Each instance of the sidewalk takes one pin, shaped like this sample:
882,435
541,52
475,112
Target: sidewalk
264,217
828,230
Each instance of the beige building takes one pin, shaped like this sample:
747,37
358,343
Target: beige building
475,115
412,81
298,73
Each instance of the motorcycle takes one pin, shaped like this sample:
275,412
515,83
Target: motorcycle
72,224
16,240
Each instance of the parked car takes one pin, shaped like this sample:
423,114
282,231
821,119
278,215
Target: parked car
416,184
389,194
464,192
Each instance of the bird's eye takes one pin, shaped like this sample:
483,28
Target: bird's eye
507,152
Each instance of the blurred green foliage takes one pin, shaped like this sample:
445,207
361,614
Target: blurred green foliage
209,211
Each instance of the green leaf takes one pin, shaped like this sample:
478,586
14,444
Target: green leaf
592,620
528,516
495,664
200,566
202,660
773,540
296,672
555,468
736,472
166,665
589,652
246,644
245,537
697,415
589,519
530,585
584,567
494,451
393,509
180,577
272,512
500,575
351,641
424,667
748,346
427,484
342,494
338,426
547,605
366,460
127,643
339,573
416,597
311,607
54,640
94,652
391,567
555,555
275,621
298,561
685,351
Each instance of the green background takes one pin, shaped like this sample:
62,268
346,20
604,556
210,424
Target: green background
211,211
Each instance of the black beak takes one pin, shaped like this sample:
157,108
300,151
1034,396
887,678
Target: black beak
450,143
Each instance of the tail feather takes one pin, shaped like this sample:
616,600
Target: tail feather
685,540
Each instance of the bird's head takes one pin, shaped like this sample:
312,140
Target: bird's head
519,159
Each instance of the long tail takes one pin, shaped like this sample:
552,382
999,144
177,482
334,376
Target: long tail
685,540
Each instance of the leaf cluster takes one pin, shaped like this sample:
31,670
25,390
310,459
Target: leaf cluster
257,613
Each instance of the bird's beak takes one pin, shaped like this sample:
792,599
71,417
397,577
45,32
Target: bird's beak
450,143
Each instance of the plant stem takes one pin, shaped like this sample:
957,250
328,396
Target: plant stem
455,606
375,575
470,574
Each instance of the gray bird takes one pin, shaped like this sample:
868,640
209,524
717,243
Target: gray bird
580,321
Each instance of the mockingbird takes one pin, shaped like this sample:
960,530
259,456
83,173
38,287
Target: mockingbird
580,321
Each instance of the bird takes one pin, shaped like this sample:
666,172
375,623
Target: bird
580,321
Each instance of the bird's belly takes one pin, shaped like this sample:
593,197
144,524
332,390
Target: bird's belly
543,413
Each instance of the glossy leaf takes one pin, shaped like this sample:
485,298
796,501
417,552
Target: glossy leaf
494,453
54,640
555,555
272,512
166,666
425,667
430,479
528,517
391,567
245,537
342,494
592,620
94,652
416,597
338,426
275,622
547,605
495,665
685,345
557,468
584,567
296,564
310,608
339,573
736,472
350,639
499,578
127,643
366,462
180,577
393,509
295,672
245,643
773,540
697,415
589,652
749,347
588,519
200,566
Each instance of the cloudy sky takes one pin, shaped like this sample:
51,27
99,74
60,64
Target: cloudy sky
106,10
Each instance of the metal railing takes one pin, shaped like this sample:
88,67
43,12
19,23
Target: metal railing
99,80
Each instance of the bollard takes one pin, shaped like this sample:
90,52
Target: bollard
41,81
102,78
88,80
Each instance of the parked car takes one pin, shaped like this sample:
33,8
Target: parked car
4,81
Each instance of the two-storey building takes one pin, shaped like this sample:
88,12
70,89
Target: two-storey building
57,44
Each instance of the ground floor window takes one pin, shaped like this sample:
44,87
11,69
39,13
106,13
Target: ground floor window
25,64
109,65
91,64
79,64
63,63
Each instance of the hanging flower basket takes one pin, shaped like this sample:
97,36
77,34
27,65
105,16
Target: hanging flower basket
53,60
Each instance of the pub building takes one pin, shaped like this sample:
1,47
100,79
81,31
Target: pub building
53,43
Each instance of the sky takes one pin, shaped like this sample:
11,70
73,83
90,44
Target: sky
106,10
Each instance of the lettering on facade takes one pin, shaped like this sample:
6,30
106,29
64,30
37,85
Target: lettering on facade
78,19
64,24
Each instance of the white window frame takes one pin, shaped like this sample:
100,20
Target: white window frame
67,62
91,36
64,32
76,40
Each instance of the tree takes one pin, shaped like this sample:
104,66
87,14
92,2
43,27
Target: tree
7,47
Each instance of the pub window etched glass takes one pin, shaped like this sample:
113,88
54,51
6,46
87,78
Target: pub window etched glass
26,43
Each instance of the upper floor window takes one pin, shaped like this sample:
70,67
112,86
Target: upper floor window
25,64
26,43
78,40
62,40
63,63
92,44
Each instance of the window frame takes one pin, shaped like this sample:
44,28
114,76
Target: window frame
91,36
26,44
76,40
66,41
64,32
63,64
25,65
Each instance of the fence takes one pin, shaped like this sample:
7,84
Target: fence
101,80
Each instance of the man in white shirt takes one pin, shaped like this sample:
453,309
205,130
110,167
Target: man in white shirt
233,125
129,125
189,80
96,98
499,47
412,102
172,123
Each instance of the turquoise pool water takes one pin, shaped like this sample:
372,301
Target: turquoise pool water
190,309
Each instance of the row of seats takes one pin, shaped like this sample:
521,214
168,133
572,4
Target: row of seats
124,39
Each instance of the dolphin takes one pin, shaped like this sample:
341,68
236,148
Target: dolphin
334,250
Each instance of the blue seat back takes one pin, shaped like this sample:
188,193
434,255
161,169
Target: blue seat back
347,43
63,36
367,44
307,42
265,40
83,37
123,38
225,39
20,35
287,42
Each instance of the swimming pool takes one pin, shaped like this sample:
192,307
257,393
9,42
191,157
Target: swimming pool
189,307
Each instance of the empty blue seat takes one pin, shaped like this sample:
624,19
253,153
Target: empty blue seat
::::
◆ **Directions**
Copy out all of the material above, substituting "receives a single marker" for each occurrence of "takes one pin". Leave every other line and character unchanged.

◆ **Exercise output**
Each instance of the sidewalk receives a single marker, shaped like this sample:
882,435
541,52
475,112
Target: sidewalk
264,217
828,230
Each instance of the beige building receives a single marker, shaped like this sample:
747,37
358,343
Target: beige building
475,115
412,81
298,73
Each instance of the motorcycle receives a single marker, shaped like this sample:
275,412
515,83
Target: motorcycle
72,224
16,240
Each instance of the parked car receives a single marker, shaped like this sample:
423,114
282,231
821,119
278,215
Target: parked car
416,184
389,194
464,192
Each instance of the bird's eye receives a single marker, shaped like this sample:
483,28
Target: bird's eye
507,152
Each instance of the blurred green foliage receives a single marker, shaped like this sample:
445,207
361,614
Target: blurred green foliage
209,211
Each instance of the green leaf receives a single marker, shaped like this sample:
478,586
14,444
Target: green leaf
592,620
528,516
495,664
200,566
202,660
773,540
296,672
555,468
736,472
166,665
589,652
246,644
245,537
697,415
589,519
530,585
584,567
494,451
393,509
180,577
272,512
500,575
351,641
424,667
748,346
427,484
342,494
338,426
547,605
366,460
127,643
339,573
416,597
311,607
54,640
94,652
391,567
555,555
275,621
298,561
685,351
Each instance of the green background receives a single marker, shaped like this sample:
62,268
346,20
604,556
210,424
Target: green background
211,211
Each instance of the black beak receives a single marker, shaped like this sample:
157,108
300,151
1034,396
887,678
Target: black beak
450,143
Each instance of the tail feather receives a single marker, shaped like this sample:
616,600
Target: tail feather
685,540
Each instance of the bird's head receives a single marker, shaped like this sample:
312,140
Target: bird's head
519,159
Each instance of the long tail receives a single marker, shaped like this sample:
552,382
999,144
177,482
334,376
Target: long tail
685,540
Each instance of the leaf cluster receives a single marker, shaped like this sample:
31,670
25,390
310,459
Target: leaf cluster
257,613
Each instance of the bird's beak receives a single marker, shaped like this sample:
792,599
71,417
397,577
45,32
Target: bird's beak
450,143
Each instance of the plant stem receives a single marker, shaped like this sample:
957,250
328,396
Target: plant stem
455,606
375,575
470,574
Each instance of the gray bird receives a single marker, shaped like this sample:
868,640
209,524
717,243
Target: gray bird
580,321
Each instance of the mockingbird receives a single marker, shaped like this sample:
960,530
259,456
83,173
38,287
Target: mockingbird
580,321
Each instance of the bird receives a single marker, shaped like this sample:
666,172
375,623
Target: bird
580,321
Each instance of the bird's belly receives a single marker, shaped like this sample:
593,197
144,524
332,390
Target: bird's belly
543,413
Each instance of the glossy leaf receives a single marker, shaped like this sample:
485,298
796,501
417,552
Target: glossy leaf
494,453
54,640
555,555
272,512
166,666
425,667
430,479
528,517
391,567
245,537
342,494
592,620
94,652
416,597
338,426
275,622
547,605
495,665
685,345
557,468
584,567
296,564
310,608
339,573
736,472
350,639
499,578
127,643
366,462
180,577
393,509
295,672
245,643
773,540
697,415
589,652
749,347
588,519
200,566
Each instance of the cloudy sky receives a single marker, shaped like this sample:
51,27
99,74
60,64
Target: cloudy sky
106,10
Each instance of the metal railing receives a single marker, shaped like this sample:
88,67
43,12
19,23
Target: metal railing
99,80
Each instance of the bollard receives a single marker, shaped like this sample:
90,52
Target: bollard
41,81
102,78
88,80
Each instance of the parked car receives a single marker, shaped like this sample:
33,8
Target: parked car
4,81
Each instance of the two-storey building receives a single marker, shaped like this sample:
88,12
70,89
Target: two-storey building
57,44
Each instance of the ground floor window receives a single marker, shaped like this sample:
44,87
11,69
39,13
106,13
Target: ground floor window
25,64
109,65
91,64
79,64
63,63
Each instance of the hanging flower basket receives a single marker, shaped like this sample:
97,36
77,34
27,65
105,16
Target: hanging flower basket
53,60
Each instance of the pub building receives a single marker, shaped like this sample:
1,47
100,79
81,31
Target: pub building
53,43
Each instance of the sky receives a single marker, shaped like this sample:
11,70
73,83
90,44
Target: sky
106,10
Each instance of the lettering on facade receives a single marker, shaped like this sample:
6,30
106,29
64,30
37,85
Target: lettering on facade
78,19
64,24
Each instance of the white window frame receives a single marker, shaped like this sample:
100,20
Target: white window frame
67,62
91,36
64,32
76,40
Each instance of the tree receives a single marker, shaped like this sample:
104,66
87,14
92,2
43,27
Target: tree
7,47
Each instance of the pub window etched glass receives a single marker, shaped like this sample:
113,88
54,51
6,46
87,78
Target: pub window etched glass
26,43
Each instance of the upper floor window receives a single marker, shaped like this sample:
70,67
112,86
Target: upper floor window
25,64
26,43
78,40
62,40
63,63
92,44
Each instance of the window frame receives a single marker, shaped like this sample:
44,28
114,76
Target: window frame
91,36
26,44
76,40
66,41
64,32
63,64
25,65
Each instance of the fence receives a single marker, shaped like this sample:
7,84
Target: fence
101,80
Each instance of the man in white shirt receives a single marker, shaped like this sample:
453,309
205,130
110,167
Target: man in white shirt
233,125
129,125
189,80
96,98
499,47
412,102
172,123
Each instance of the turquoise pool water receives a single marker, shaped like this sample:
372,301
Target: turquoise pool water
190,309
Each instance of the row of seats receives a single marker, shaped like this sample:
521,214
168,133
572,4
Target: row of seats
124,39
Each instance of the dolphin receives a single marker, shaped like this sample:
341,68
236,148
Target: dolphin
334,250
Each instance of the blue seat back receives a single marker, shaped like this sample:
188,193
434,255
161,169
Target: blue seat back
347,43
63,36
367,44
307,42
265,40
83,37
123,38
225,39
20,35
287,42
Each instance of the swimming pool receives a single marker, shaped like this sample:
192,307
257,393
9,42
191,157
Target: swimming pool
189,307
Each instance of the empty blue seat receives a single marker, shaped like this sample:
624,19
253,153
Target: empty blue seat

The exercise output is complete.